# Help. Best Anti-Pull harness?



## HyperFerret (Feb 7, 2009)

Okay, so I need some help with Shep please. He's my 56 pound black and tan. He's only 1.5 years old. He's the tallest one on the right side of my siggy. Shep has a very strong will and very strong body. ...Or I'm just very weak. Anytime I try to take him anywhere, I try to remain in control but I think the only thing I remain in is looking like an idiot, lol. I've never lost my grip or flew behind him or anything but our travels are not, by any means, leisure.

I've tried training him how I trained the others but I haven't figured out how to connect with him yet. I've tried standing still until he calms - which he usually doesn't, but when he does, as soon as we begin again, he's full throttle. I've tried the bit where as soon as there's tension in the lead, I turn and walk the opposite direction and then continue that method, (like what Victoria does on It's Me or the Dog). When I do that though, after a couple turn abouts, he has just sat down and gave me a look that said, "Look, Lady, make up your mind!! Which way?!"

I don't think a Shep was ever built to tire out - EVER. Lol. Due to the pulling issue, our outings have dwindled on down and he really doesn't go anywhere anymore. I'm not confident in his recall, so he's never off leash. His running area is the house and the back yard. Other than that, the dog park. He LOVES the dog park. But even getting him from car to dog park is a chore and me looking like an idiot.

So I thought I'd give one of those anti-pull leashes/harnesses a try. But there's so many, I don't know where to start. Also, though opinions widely differ on them, didn't know if trying a prong collar would be an option to consider. (Not trying to start anything with that AND, of course, I'd want to be properly trained on how to use a prong collar!)

So ... any suggestions?

EDIT:
Unbelieveable. Out of the 100,000,000's pictures that I take, I couldn't find any recent pictures (that were sorted) that would show Shep's size. Most of the sorted pics are of him as a puppy or are of him running through the yard. Lol, so here's the best "size comparison" picture I could find. He's not big. Just strong.

This was back in 12/24/11 - Shep and I sleeping on the couch.


----------



## bgmacaw (May 5, 2012)

Have you watched any of the Kikopup videos on leash walking? They're kind of like the Victoria Stillwell techniques but she goes into far more detail on how to train the behavior.


----------



## sabendt (Aug 2, 2012)

I have a very strong 2 yr old pit mix and he about pulled my arm out of the socket. Recently purchased a Gentle Leader and WOW what a difference. It is like walking a different dog. Took some training to get used to the strap over his nose but he is fine with it now. The only suggestion I make is watch the video (that comes with it) if anyone is considering buying one of these head collars.


----------



## valuta8 (Jul 30, 2012)

HyperFerret said:


> I've tried training him how I trained the others but I haven't figured out how to connect with him yet. I've tried standing still until he calms - which he usually doesn't, but when he does, as soon as we begin again, he's full throttle. I've tried the bit where as soon as there's tension in the lead, I turn and walk the opposite direction and then continue that method, (like what Victoria does on It's Me or the Dog). When I do that though, after a couple turn abouts, he has just sat down and gave me a look that said, "Look, Lady, make up your mind!! Which way?!"

══════

Given exercise A: Edit the rows from the line containing "# Target: wristwatch" down to the end of the rows, replacing "shoreline" with "water's edge" and keeping everything else the same. Leave the pictures out of your answer.

Data shown:
══════

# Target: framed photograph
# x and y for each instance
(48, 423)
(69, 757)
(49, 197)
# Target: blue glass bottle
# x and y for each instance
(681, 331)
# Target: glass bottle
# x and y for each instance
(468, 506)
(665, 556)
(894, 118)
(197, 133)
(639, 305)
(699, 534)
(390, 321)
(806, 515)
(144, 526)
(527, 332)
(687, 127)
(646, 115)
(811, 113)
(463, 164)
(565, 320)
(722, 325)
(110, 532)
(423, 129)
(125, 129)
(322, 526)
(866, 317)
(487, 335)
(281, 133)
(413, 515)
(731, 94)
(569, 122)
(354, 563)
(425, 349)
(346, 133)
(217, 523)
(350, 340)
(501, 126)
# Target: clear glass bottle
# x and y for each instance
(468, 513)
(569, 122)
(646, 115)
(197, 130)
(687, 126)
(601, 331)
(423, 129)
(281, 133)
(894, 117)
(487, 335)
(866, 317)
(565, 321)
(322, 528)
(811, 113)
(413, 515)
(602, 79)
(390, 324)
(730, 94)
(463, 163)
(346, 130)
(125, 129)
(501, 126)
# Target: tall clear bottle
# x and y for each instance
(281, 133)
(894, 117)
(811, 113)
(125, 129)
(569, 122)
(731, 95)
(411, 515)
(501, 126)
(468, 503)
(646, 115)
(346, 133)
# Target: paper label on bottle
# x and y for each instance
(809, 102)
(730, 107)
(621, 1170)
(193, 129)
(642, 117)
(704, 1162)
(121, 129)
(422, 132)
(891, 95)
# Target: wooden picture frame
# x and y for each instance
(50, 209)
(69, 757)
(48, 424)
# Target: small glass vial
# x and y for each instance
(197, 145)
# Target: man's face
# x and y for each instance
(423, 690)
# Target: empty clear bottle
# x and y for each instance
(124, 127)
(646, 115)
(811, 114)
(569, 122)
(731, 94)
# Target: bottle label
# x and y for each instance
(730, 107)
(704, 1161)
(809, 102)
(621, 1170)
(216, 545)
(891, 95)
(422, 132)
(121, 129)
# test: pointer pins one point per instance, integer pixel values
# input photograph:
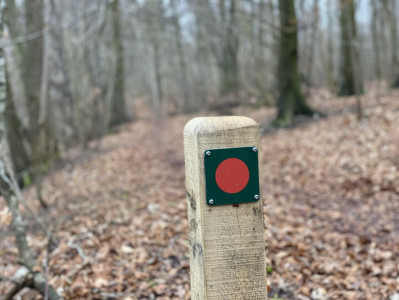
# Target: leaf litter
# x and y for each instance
(331, 194)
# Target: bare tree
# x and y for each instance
(8, 189)
(291, 101)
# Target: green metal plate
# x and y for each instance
(231, 176)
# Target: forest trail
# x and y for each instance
(331, 194)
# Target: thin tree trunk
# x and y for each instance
(354, 57)
(349, 52)
(118, 114)
(389, 8)
(8, 190)
(291, 101)
(376, 44)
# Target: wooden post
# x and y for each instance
(227, 246)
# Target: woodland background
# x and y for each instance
(94, 96)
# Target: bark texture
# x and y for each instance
(291, 101)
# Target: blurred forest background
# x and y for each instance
(78, 68)
(71, 71)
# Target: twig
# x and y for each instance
(19, 285)
(3, 278)
(77, 248)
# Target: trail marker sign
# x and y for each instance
(231, 175)
(225, 209)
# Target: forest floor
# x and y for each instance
(331, 194)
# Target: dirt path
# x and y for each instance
(331, 192)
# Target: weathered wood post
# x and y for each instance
(225, 211)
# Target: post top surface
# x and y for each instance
(204, 125)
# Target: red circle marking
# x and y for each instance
(232, 175)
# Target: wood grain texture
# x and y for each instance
(227, 247)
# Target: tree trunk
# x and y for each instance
(349, 53)
(8, 191)
(188, 106)
(376, 44)
(291, 101)
(118, 114)
(33, 65)
(390, 9)
(229, 57)
(19, 156)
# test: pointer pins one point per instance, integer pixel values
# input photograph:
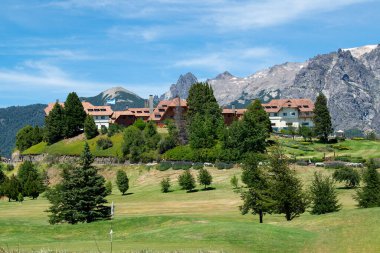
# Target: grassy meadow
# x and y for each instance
(147, 220)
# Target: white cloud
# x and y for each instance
(236, 59)
(227, 15)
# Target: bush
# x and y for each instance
(186, 181)
(204, 178)
(165, 185)
(104, 143)
(348, 175)
(182, 165)
(103, 130)
(334, 164)
(164, 166)
(323, 195)
(224, 166)
(340, 147)
(350, 159)
(198, 166)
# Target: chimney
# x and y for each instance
(150, 104)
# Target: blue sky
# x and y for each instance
(49, 48)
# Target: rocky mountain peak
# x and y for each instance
(224, 75)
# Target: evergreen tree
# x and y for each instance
(286, 187)
(90, 128)
(80, 197)
(257, 198)
(122, 181)
(369, 194)
(250, 133)
(204, 116)
(322, 119)
(151, 136)
(54, 124)
(74, 115)
(324, 197)
(186, 181)
(109, 187)
(204, 178)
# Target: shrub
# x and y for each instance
(103, 130)
(340, 147)
(104, 143)
(165, 185)
(9, 167)
(204, 178)
(186, 181)
(224, 166)
(323, 195)
(198, 166)
(149, 156)
(234, 182)
(108, 188)
(182, 165)
(122, 181)
(164, 166)
(334, 164)
(348, 175)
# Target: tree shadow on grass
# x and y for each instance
(193, 190)
(210, 188)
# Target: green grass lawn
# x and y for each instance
(75, 147)
(147, 219)
(354, 148)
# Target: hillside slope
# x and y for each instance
(13, 119)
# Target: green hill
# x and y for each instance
(147, 220)
(13, 119)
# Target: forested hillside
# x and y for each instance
(13, 119)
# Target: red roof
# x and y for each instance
(88, 107)
(304, 105)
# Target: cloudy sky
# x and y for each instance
(49, 48)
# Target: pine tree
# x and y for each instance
(369, 194)
(322, 119)
(90, 128)
(81, 195)
(151, 136)
(122, 181)
(286, 188)
(204, 178)
(257, 198)
(324, 197)
(250, 133)
(186, 181)
(205, 121)
(54, 124)
(74, 115)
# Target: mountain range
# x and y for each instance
(350, 79)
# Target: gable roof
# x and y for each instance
(302, 104)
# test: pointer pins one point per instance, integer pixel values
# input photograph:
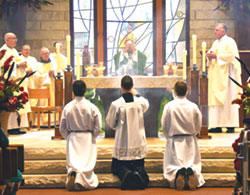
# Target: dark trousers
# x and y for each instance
(121, 167)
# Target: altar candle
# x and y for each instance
(194, 39)
(78, 65)
(68, 38)
(184, 64)
(203, 46)
(58, 57)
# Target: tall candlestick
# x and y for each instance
(78, 65)
(68, 38)
(194, 39)
(58, 67)
(203, 46)
(184, 65)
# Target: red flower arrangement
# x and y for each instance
(227, 5)
(12, 95)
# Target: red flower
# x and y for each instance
(21, 88)
(237, 101)
(6, 65)
(13, 100)
(24, 97)
(2, 52)
(1, 86)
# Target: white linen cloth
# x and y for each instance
(17, 73)
(128, 122)
(81, 115)
(181, 122)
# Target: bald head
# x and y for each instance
(10, 39)
(44, 53)
(220, 30)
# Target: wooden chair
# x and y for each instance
(42, 93)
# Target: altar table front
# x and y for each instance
(151, 87)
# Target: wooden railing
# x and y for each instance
(11, 159)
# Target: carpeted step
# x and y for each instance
(108, 180)
(105, 152)
(103, 166)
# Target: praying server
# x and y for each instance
(125, 116)
(80, 125)
(181, 122)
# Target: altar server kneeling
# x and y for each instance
(80, 125)
(181, 122)
(125, 116)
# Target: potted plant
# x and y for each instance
(12, 94)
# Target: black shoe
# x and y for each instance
(139, 183)
(127, 180)
(15, 132)
(191, 181)
(215, 130)
(179, 183)
(230, 129)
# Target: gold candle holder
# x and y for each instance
(100, 69)
(89, 69)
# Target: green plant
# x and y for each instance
(12, 94)
(10, 6)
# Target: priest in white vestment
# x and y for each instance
(31, 63)
(181, 122)
(80, 125)
(19, 71)
(221, 90)
(46, 70)
(125, 116)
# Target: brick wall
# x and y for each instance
(44, 27)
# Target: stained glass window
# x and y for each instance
(175, 34)
(129, 19)
(83, 27)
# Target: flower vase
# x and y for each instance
(246, 122)
(4, 118)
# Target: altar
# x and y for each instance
(152, 88)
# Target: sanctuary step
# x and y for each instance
(45, 161)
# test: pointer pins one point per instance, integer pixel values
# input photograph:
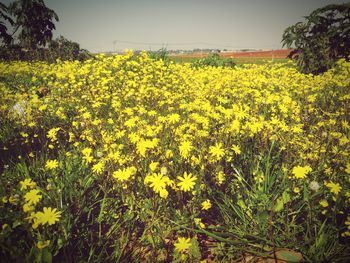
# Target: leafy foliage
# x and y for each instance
(4, 35)
(151, 162)
(67, 50)
(35, 21)
(321, 40)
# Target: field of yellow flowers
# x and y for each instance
(127, 158)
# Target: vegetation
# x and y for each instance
(129, 158)
(321, 40)
(136, 158)
(214, 60)
(34, 21)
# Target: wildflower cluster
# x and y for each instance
(179, 136)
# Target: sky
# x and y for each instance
(113, 25)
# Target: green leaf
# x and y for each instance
(194, 250)
(289, 255)
(279, 205)
(46, 256)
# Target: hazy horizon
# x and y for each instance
(107, 25)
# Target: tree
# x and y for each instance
(35, 20)
(4, 35)
(321, 40)
(67, 50)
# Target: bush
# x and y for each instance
(321, 40)
(214, 60)
(60, 48)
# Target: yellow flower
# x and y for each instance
(324, 203)
(185, 148)
(124, 174)
(153, 166)
(206, 205)
(335, 188)
(182, 244)
(187, 182)
(98, 167)
(158, 182)
(48, 216)
(33, 196)
(217, 152)
(347, 169)
(43, 244)
(300, 172)
(51, 164)
(236, 149)
(27, 183)
(27, 208)
(52, 134)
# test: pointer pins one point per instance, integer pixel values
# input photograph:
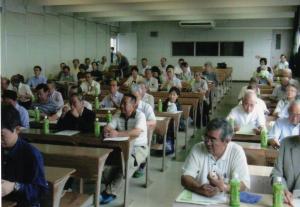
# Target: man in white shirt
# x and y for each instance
(130, 123)
(213, 163)
(143, 106)
(150, 82)
(89, 86)
(285, 127)
(145, 66)
(248, 113)
(114, 98)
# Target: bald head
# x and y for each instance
(294, 112)
(249, 101)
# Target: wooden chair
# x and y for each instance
(161, 129)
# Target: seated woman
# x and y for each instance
(135, 78)
(282, 106)
(78, 118)
(263, 73)
(171, 80)
(199, 85)
(171, 104)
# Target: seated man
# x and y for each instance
(279, 92)
(10, 98)
(78, 118)
(135, 78)
(45, 104)
(24, 92)
(254, 86)
(146, 97)
(248, 113)
(150, 82)
(285, 127)
(282, 106)
(37, 78)
(23, 177)
(114, 98)
(217, 154)
(89, 86)
(171, 80)
(55, 96)
(287, 167)
(130, 123)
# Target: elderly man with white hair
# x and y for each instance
(248, 113)
(285, 127)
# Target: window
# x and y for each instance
(231, 48)
(207, 48)
(182, 48)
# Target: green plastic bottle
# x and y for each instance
(97, 128)
(278, 192)
(235, 191)
(264, 138)
(159, 105)
(108, 117)
(97, 103)
(46, 125)
(37, 115)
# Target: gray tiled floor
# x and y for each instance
(166, 186)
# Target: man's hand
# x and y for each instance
(288, 197)
(274, 143)
(7, 187)
(217, 182)
(208, 190)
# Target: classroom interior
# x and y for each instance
(49, 32)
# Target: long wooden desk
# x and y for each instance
(86, 140)
(266, 201)
(257, 155)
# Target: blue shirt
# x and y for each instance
(24, 116)
(34, 81)
(48, 108)
(24, 164)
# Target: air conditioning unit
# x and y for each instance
(198, 24)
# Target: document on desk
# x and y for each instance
(189, 197)
(246, 130)
(67, 132)
(116, 139)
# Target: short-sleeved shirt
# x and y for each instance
(283, 128)
(117, 97)
(255, 118)
(152, 84)
(34, 81)
(279, 92)
(90, 88)
(147, 110)
(24, 116)
(148, 99)
(200, 162)
(136, 120)
(282, 108)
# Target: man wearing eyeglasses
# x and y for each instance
(285, 127)
(212, 163)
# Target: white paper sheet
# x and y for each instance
(116, 139)
(67, 132)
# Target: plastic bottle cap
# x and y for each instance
(278, 179)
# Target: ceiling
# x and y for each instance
(172, 10)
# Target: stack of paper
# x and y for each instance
(189, 197)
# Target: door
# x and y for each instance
(127, 45)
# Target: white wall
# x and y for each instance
(30, 36)
(256, 42)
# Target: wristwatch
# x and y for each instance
(17, 187)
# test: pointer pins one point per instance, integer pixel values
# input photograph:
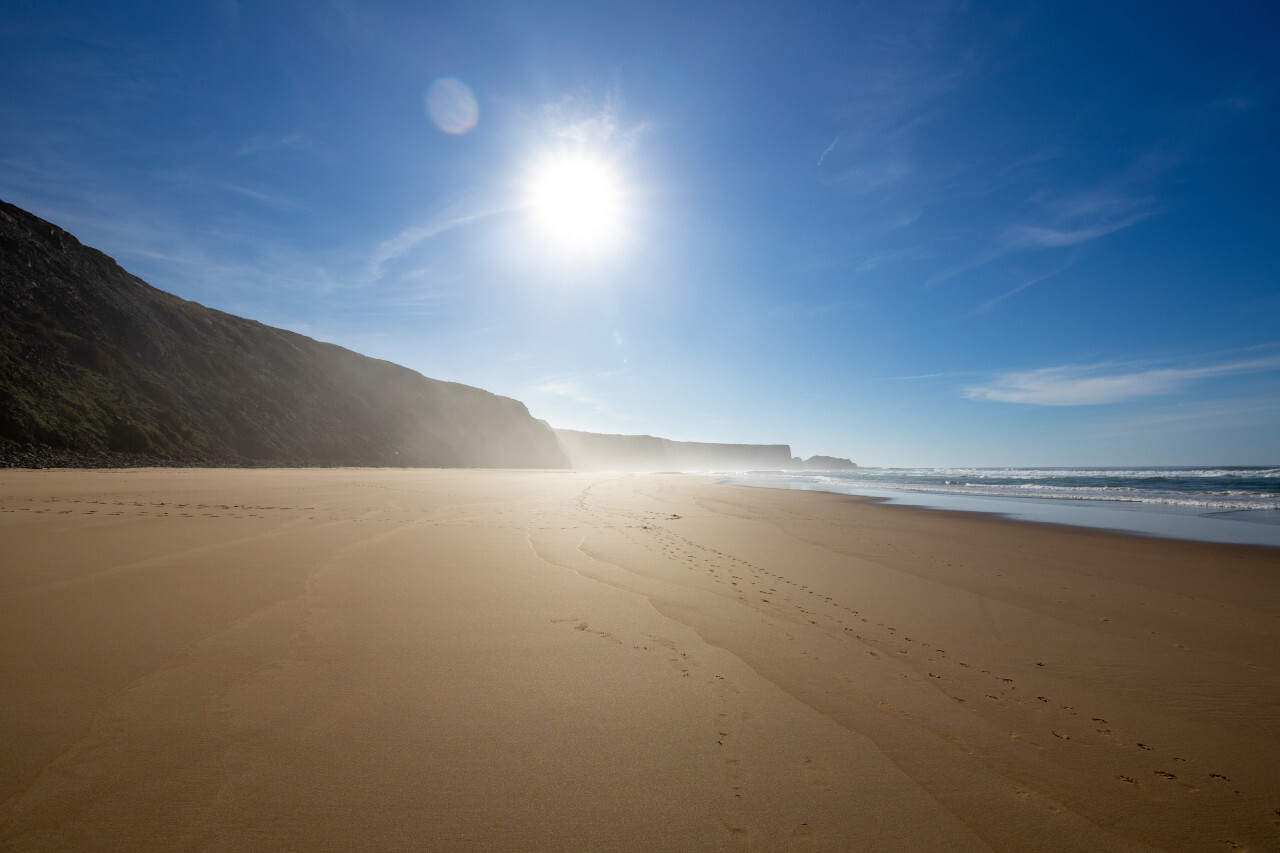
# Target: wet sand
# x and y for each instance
(336, 660)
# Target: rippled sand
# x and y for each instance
(511, 661)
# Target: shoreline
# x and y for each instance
(1130, 518)
(371, 658)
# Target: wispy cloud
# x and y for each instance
(990, 305)
(828, 150)
(1040, 237)
(576, 389)
(455, 215)
(1105, 383)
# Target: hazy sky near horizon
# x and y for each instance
(910, 233)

══════

Given exercise B: Which usernames head a post in the harness thread?

Task solution A:
# Target: wristwatch
# x and y for each instance
(17, 187)
# test: pointer pins one point per instance, integer pixel values
# input photograph:
# Target: wet sand
# x and y for each instance
(336, 660)
# Target: rippled sand
# x and y for each instance
(511, 661)
# Target: water's edge
# x and y for each instance
(1130, 518)
(371, 658)
# Target: wispy cloud
# x and y for each instance
(990, 305)
(828, 150)
(1040, 237)
(576, 389)
(455, 215)
(1105, 383)
# Target: hazy sky near horizon
# x and y for each instance
(910, 233)

Task solution B:
HyperFerret
bgmacaw
sabendt
valuta8